▶ _Requirements_: Locate the line containing "Q: Point out each instance of the man with" in the material below; repeat it and every line after it, exactly as written.

▶ _Stored records_:
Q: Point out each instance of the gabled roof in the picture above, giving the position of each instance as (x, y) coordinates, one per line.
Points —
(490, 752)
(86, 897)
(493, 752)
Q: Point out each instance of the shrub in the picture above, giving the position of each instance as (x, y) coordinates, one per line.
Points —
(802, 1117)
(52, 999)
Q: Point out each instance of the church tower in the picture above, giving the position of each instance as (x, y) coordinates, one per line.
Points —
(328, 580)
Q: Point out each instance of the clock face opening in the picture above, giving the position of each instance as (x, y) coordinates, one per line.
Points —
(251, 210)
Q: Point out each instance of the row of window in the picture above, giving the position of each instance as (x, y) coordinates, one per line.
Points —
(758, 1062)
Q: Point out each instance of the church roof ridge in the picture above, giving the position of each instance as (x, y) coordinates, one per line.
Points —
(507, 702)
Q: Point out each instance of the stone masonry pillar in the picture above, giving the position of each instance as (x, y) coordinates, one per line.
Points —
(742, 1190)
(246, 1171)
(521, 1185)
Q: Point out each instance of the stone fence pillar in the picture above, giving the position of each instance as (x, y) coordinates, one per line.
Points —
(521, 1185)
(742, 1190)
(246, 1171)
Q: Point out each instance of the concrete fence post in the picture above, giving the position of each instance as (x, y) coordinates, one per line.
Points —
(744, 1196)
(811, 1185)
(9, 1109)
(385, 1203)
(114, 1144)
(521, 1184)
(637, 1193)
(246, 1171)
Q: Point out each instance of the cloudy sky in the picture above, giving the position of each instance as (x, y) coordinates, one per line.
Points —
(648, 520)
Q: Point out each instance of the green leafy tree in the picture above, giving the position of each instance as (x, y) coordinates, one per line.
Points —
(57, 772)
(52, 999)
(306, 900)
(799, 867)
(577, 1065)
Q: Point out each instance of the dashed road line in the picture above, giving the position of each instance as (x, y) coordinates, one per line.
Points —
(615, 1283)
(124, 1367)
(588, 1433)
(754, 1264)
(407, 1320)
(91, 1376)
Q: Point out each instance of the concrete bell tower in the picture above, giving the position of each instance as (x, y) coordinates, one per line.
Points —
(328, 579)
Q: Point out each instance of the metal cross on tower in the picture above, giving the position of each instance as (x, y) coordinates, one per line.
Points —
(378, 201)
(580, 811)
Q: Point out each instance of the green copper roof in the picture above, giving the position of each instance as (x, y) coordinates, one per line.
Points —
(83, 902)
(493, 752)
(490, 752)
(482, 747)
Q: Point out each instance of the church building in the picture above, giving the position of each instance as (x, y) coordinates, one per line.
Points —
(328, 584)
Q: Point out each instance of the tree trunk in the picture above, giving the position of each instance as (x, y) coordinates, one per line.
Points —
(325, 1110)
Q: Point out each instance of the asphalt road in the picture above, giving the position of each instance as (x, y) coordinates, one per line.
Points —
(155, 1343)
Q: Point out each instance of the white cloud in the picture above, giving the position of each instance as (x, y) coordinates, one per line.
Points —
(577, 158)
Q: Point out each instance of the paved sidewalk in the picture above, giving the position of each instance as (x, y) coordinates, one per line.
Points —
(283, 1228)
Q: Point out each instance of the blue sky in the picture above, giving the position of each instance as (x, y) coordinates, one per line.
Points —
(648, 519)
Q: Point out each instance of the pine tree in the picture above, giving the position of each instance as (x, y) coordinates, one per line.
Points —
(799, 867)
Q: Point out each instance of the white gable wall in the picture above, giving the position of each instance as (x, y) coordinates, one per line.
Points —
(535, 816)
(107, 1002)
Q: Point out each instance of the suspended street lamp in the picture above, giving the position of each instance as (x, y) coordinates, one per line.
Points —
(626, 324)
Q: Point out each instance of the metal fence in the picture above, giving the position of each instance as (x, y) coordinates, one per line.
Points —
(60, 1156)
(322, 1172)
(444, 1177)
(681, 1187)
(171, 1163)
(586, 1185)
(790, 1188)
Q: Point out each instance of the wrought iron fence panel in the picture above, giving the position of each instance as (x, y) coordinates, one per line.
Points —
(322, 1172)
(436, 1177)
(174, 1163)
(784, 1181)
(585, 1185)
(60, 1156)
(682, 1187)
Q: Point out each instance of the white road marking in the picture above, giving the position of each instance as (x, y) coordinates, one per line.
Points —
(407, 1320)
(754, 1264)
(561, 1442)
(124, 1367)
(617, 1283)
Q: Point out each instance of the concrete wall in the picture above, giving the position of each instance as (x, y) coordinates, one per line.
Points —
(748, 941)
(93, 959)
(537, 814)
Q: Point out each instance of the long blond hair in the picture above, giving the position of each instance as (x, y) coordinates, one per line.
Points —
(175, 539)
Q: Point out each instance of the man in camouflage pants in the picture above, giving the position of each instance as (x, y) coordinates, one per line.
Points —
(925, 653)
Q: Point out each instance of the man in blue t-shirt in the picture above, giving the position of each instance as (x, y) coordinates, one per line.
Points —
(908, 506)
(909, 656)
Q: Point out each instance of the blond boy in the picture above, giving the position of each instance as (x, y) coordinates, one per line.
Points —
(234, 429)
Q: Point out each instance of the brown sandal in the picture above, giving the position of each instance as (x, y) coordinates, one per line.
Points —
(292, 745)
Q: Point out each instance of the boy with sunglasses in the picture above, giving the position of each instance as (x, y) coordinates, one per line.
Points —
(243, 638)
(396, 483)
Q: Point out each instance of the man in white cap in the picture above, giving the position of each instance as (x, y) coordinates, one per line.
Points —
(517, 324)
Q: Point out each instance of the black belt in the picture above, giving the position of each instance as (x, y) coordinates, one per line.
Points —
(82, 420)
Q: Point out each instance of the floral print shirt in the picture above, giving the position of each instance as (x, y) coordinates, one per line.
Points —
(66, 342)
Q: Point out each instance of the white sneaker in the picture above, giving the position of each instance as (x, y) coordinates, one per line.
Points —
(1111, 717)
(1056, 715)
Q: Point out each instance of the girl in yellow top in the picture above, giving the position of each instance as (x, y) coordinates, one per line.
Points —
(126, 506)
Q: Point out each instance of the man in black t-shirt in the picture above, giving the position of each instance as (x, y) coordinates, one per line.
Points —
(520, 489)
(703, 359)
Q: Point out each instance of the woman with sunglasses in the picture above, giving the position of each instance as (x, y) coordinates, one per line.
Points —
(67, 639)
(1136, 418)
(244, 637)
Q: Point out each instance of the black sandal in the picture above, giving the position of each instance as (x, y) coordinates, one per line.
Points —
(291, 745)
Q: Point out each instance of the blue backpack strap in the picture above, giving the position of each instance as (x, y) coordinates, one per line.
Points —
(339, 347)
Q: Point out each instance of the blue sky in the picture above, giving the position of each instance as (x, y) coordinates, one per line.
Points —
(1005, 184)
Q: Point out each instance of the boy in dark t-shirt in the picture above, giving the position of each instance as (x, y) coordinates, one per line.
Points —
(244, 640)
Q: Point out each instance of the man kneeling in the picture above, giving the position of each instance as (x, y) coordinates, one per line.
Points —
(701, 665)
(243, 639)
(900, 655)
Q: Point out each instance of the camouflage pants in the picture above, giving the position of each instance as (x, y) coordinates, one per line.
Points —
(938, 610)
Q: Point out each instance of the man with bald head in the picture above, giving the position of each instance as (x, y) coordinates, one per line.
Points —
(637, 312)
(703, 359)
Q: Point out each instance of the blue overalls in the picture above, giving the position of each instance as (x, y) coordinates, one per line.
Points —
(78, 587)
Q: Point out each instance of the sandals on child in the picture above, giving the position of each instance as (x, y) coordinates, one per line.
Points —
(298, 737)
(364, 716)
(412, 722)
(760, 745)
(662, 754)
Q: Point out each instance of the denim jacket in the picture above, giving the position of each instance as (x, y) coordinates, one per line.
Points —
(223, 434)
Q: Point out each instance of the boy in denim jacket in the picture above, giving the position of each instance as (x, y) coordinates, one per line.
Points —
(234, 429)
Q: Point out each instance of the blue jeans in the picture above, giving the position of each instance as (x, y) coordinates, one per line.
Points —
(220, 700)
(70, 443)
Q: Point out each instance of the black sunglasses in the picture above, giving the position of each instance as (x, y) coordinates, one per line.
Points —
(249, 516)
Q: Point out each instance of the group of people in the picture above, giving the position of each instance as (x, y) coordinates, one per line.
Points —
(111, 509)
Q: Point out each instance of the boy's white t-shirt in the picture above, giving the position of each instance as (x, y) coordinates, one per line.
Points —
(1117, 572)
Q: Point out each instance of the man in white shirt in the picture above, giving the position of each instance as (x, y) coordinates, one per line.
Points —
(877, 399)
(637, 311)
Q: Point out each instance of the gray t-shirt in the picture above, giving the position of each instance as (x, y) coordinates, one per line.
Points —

▶ _Response to this exercise_:
Q: Point out each instance of the man with bald head in the picture above, giving the position of each instance as (x, y) coordinates, one per line.
Points —
(637, 312)
(703, 359)
Q: Point out each instance of the blue overalls in the picture above, giving the position of each instance as (x, y) coordinates, one per line.
Points —
(78, 587)
Q: Point out each instance of the sandals on child in the picture above, giving the position of each instance as (x, y) coordinates, one per line.
Points —
(298, 737)
(364, 716)
(412, 722)
(760, 745)
(662, 754)
Q: Point out each instance of the denim jacket in the picture above, giving the position of each instance as (x, y) coordinates, one per line.
Points —
(223, 434)
Q: Point out each instance of the boy in denim jacket in the picture above, giving the position of each instance as (x, y) coordinates, one per line.
Points —
(234, 429)
Q: Point out each instance of the blue jeans in the picture above, giving the position of each instance as (x, y) coordinates, one per line.
Points —
(220, 700)
(70, 443)
Q: Point out each instance of the black sunglasses in the picture above, giving the position of each instance as (x, y) coordinates, one per line.
Points —
(249, 516)
Q: Point out each instance of the group of people in the picture above, giving the position of each instance as (x, y) coordinates, one per line.
Points —
(111, 509)
Q: Point out each instance of the boy's white t-shirt in the picture above, giving the position of each instance as (x, y) coordinates, one per line.
Points —
(1117, 572)
Q: Point out each instance of the man in white shirt in the picture above, giving the position of each instance as (x, y) coordinates, one per line.
Points —
(877, 399)
(637, 311)
Q: Point out each instance of the gray t-shirt in the picture above, giving the position of each instance as (x, y) coordinates, one per line.
Points —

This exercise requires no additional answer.